## [TEXT BLOCK]

Updated: Apr 23
When I was a child, The Sound of Music was one of my favorite movies. Julie Andrews’ spinning in that opening scene of mountains and blue sky was my pattern for what a happy life would look like. “How do you solve a problem like Maria” became my theme song (a flibbertigibbet, a will-o-the-wisp, a clown!).
But if you remember, the underlying story of Sound of Music was not a happy one. Maria was devoted to her vocation, but the Mother Superior sent her on a trial return to the outside world before allowing her to take vows. She became the von Trapp family’s governess and subverted the widowed father’s militaristic parenting approach with music and love. At the end of Act I, Maria returned to the convent, suffering a “dark night of the soul,” considering her life path. The wise Mother Superior encouraged her to “live the life you were born to live,” and she returned to the von Trapp estate. And, of course, the shadow of WWII loomed over the whole romantic story until the family fled over the Alps to escape the Nazis.
How is it that some people can sing their way through adversity? It’s not just the technicolor optimism of a 1960’s movie. Resilient people have a robust toolbox of skills and attitudes to draw on. Let’s explore how The Sound of Music can expand your resilience skillset.
Like the Mother Superior, our mentors can put us on the right path or help us “climb every mountain.” Healthy families grow in strength as they support one another and stand together in adversity, much like the von Trapp’s.

## [LISTED ENTRIES]
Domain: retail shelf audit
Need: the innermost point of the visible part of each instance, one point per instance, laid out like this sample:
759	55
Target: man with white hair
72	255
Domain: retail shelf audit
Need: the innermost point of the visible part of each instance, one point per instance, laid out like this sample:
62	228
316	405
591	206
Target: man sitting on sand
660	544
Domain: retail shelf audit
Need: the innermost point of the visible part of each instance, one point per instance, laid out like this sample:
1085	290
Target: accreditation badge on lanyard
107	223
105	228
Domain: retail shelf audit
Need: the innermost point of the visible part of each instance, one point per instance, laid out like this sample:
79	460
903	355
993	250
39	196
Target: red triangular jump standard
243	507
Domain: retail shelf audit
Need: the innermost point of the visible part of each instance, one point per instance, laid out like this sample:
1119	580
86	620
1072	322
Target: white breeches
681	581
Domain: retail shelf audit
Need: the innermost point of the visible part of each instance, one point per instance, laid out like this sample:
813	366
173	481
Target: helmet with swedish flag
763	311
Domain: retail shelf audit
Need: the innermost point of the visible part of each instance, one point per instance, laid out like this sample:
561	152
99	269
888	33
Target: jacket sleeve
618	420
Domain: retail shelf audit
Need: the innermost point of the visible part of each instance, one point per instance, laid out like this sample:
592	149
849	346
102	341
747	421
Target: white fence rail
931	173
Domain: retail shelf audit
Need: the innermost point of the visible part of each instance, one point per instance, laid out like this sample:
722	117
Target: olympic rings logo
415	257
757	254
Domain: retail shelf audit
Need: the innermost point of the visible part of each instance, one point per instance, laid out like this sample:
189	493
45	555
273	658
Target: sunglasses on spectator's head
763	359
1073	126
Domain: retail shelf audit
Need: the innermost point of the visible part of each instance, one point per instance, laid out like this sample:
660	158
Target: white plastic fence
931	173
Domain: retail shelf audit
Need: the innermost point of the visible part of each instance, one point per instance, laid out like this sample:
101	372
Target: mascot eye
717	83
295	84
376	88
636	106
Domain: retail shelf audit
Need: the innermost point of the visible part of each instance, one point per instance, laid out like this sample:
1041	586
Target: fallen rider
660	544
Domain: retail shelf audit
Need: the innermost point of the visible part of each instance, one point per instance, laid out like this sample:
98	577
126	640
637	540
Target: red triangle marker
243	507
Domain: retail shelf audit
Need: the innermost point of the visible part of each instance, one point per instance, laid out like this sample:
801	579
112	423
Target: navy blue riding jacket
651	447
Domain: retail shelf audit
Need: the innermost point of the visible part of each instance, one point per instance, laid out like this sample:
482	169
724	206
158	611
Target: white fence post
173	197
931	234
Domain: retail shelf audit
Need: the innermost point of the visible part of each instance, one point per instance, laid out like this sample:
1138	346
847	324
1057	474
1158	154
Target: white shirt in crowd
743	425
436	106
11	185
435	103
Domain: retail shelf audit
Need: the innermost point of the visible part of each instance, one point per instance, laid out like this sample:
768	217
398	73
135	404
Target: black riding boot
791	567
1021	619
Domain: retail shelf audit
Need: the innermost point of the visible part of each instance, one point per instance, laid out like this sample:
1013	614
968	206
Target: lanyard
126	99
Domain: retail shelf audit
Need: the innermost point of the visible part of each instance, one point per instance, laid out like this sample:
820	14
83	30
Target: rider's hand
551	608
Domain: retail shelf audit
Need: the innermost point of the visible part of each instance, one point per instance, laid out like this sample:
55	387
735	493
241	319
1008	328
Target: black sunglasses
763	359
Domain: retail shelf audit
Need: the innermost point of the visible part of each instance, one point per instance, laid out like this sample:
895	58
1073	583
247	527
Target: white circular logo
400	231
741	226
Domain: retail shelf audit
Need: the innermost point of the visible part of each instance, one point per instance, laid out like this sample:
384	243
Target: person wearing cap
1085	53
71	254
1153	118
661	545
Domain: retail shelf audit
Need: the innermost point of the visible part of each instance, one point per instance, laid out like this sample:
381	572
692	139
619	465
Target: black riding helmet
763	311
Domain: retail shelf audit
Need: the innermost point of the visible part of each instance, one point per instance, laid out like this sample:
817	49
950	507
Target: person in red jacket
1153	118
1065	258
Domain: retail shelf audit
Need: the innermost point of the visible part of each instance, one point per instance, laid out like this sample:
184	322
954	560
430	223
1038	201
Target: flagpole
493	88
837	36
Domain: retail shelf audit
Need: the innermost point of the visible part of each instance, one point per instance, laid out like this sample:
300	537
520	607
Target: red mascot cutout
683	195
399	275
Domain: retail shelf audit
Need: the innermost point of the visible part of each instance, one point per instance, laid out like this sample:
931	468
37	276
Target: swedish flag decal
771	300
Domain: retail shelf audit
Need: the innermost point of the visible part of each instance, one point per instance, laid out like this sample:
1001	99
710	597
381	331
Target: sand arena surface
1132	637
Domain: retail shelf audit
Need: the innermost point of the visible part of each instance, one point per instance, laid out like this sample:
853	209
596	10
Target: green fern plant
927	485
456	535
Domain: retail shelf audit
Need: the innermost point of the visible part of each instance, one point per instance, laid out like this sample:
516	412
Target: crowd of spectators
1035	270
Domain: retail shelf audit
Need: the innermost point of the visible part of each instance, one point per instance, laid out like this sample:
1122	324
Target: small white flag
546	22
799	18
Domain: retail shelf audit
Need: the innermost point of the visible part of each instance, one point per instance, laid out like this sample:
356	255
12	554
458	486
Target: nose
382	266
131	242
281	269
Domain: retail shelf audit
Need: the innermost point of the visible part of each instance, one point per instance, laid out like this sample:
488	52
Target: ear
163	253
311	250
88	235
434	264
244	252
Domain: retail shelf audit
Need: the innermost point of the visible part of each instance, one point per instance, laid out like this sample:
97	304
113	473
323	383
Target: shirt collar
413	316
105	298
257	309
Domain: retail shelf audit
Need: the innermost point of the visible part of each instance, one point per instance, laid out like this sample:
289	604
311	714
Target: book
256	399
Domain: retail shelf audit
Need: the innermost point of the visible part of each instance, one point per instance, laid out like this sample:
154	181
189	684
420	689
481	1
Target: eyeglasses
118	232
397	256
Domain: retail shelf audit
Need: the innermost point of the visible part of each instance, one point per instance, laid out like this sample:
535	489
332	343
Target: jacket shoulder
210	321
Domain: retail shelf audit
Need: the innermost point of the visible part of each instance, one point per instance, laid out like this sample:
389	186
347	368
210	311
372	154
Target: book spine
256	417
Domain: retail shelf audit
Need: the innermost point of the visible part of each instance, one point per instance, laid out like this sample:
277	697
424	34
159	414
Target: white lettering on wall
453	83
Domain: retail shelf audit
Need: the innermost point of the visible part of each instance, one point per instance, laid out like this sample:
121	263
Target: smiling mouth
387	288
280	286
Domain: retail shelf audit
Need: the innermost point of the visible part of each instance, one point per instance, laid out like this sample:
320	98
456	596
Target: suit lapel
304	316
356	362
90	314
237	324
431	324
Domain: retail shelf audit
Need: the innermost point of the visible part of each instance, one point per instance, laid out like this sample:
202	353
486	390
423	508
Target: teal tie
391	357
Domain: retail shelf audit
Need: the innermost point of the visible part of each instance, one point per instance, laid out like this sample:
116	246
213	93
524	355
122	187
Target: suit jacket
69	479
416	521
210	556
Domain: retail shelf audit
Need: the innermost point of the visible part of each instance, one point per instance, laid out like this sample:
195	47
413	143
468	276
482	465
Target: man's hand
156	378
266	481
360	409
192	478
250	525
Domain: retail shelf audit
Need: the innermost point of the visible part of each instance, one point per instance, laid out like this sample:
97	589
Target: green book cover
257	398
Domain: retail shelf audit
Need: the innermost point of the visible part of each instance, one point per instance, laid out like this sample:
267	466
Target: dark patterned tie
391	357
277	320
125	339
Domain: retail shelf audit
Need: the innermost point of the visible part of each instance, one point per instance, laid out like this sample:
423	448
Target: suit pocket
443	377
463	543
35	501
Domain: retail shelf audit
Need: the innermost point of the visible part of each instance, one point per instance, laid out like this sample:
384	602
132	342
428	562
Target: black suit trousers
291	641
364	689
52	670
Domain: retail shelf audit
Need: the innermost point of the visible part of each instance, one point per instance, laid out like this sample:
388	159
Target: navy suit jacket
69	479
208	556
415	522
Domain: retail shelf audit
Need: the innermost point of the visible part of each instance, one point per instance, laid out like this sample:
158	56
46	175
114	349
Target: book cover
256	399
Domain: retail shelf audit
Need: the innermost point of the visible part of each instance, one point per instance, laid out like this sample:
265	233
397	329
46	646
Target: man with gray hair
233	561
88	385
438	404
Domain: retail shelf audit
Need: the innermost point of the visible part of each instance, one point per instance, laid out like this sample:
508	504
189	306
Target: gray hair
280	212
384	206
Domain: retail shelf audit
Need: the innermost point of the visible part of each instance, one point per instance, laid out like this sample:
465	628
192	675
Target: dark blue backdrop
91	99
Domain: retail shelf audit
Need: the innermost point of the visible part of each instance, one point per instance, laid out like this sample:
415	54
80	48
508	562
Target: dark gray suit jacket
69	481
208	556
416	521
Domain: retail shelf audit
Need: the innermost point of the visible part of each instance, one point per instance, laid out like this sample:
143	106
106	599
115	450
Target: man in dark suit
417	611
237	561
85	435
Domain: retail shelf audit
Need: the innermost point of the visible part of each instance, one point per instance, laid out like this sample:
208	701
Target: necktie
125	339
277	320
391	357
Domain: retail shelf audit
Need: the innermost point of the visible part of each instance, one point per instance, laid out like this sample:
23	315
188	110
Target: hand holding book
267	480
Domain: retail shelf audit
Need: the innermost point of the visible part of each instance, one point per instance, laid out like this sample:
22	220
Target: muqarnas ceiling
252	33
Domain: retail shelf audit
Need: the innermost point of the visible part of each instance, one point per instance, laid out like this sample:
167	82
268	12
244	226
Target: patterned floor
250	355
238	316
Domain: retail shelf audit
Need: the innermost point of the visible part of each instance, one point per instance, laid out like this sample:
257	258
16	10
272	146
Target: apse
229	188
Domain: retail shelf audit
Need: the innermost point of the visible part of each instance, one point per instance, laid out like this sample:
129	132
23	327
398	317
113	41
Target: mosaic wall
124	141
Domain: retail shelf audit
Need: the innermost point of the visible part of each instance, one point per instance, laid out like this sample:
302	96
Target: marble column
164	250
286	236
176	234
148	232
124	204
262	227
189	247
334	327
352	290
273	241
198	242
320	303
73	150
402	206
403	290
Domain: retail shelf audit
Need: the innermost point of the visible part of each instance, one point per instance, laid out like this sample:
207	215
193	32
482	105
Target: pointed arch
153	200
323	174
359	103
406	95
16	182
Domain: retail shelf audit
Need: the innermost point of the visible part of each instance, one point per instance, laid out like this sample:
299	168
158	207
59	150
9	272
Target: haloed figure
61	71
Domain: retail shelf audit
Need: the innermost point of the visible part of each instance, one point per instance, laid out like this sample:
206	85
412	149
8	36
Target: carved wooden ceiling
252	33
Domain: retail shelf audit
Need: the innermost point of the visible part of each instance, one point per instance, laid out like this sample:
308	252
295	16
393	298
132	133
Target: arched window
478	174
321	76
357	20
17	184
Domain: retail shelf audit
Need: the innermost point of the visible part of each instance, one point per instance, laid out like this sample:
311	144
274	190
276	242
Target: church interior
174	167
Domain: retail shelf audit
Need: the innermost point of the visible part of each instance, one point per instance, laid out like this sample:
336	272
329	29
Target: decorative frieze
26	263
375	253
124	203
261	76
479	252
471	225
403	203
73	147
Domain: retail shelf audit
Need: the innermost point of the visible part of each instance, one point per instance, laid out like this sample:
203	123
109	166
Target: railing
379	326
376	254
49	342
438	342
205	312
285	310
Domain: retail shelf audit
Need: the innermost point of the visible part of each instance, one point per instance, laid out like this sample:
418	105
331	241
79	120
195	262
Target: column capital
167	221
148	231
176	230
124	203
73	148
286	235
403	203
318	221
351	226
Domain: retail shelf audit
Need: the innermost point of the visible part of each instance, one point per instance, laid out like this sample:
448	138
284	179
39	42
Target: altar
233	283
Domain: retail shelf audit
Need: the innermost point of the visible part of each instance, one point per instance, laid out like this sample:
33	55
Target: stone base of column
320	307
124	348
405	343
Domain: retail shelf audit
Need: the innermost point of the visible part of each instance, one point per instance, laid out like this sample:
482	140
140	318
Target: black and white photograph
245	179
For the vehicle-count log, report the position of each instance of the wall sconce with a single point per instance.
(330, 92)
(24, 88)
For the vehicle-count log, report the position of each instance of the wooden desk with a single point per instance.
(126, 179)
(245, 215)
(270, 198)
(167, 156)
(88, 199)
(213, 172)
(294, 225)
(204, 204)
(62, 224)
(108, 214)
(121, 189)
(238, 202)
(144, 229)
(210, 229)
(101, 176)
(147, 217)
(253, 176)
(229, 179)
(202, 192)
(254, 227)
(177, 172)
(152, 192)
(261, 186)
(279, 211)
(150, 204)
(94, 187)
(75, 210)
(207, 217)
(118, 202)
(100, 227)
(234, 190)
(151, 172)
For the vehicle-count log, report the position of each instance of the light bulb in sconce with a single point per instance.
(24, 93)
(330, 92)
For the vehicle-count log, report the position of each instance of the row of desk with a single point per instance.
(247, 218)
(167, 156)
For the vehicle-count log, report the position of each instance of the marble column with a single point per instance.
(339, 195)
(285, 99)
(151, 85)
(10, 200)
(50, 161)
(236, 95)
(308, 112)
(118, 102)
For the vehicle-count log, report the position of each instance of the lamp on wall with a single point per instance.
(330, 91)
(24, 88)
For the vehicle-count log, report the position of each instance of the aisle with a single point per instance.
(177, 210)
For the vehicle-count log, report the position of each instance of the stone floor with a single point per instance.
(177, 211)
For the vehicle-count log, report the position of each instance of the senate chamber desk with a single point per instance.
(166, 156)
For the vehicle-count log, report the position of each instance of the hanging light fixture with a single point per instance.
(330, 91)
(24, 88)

## [AIM 1]
Condense the paragraph of the Sound of Music post that begins "But if you remember" into a shorter version that keeps its main facts.
## [AIM 2]
From the Sound of Music post, quote word for word everything from "Updated: Apr 23" down to "will-o-the-wisp, a clown!).".

## [FULL SOLUTION 1]
The story beneath The Sound of Music was not a happy one. Devoted to her vocation, Maria was sent by the Mother Superior on a trial return to the outside world before taking vows. As governess to the von Trapp family, she countered the widowed father's militaristic parenting with music and love. At the end of Act I she went back to the convent in a "dark night of the soul," until the Mother Superior urged her to "live the life you were born to live" and she returned to the estate. Throughout, WWII cast its shadow, until the family escaped the Nazis over the Alps.

## [FULL SOLUTION 2]
Updated: Apr 23
When I was a child, The Sound of Music was one of my favorite movies. Julie Andrews’ spinning in that opening scene of mountains and blue sky was my pattern for what a happy life would look like. “How do you solve a problem like Maria” became my theme song (a flibbertigibbet, a will-o-the-wisp, a clown!).